[Saved data entries]
________

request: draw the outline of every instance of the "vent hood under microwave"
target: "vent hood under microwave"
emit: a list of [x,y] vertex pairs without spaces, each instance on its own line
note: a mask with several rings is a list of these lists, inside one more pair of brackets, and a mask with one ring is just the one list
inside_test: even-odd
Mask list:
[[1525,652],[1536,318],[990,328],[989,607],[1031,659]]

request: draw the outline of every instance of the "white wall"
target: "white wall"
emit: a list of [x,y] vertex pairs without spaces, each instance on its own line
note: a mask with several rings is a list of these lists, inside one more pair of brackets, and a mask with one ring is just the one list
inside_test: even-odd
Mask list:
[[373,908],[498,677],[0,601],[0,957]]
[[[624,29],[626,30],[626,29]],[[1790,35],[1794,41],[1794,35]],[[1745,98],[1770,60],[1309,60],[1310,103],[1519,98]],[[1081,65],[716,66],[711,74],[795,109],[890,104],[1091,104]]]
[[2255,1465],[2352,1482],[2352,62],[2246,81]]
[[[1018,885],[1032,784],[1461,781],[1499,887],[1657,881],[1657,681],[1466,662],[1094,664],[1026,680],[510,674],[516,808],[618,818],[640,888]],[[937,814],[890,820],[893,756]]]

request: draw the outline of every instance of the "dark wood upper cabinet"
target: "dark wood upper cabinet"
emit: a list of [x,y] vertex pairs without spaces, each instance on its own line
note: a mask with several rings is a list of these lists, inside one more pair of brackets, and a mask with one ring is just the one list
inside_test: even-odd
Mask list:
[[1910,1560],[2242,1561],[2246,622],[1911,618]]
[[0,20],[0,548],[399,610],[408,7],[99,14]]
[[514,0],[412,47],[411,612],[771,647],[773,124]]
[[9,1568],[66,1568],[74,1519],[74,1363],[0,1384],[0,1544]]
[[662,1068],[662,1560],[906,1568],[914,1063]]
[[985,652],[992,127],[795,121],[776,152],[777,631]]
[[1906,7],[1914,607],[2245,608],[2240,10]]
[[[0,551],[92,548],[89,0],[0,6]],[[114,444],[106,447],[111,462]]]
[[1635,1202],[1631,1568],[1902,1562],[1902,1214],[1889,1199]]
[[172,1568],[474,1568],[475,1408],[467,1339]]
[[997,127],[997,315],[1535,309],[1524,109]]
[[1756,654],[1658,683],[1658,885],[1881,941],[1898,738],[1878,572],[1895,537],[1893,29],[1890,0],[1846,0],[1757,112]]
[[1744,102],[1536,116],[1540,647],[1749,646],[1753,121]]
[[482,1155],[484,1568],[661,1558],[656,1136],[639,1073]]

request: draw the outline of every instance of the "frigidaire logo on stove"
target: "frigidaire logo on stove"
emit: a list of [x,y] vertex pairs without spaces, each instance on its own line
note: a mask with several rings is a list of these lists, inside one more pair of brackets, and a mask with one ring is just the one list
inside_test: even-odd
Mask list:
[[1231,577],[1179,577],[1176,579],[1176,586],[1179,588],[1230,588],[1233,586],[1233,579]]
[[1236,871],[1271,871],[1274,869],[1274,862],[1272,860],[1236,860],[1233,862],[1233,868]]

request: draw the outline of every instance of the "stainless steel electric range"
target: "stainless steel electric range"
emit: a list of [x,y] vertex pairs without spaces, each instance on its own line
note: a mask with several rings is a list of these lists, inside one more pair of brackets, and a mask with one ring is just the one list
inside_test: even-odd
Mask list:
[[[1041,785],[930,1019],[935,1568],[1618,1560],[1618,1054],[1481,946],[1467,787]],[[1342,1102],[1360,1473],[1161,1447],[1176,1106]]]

________

Determine how many lines in the records include the string "draw". Only that number should be given.

5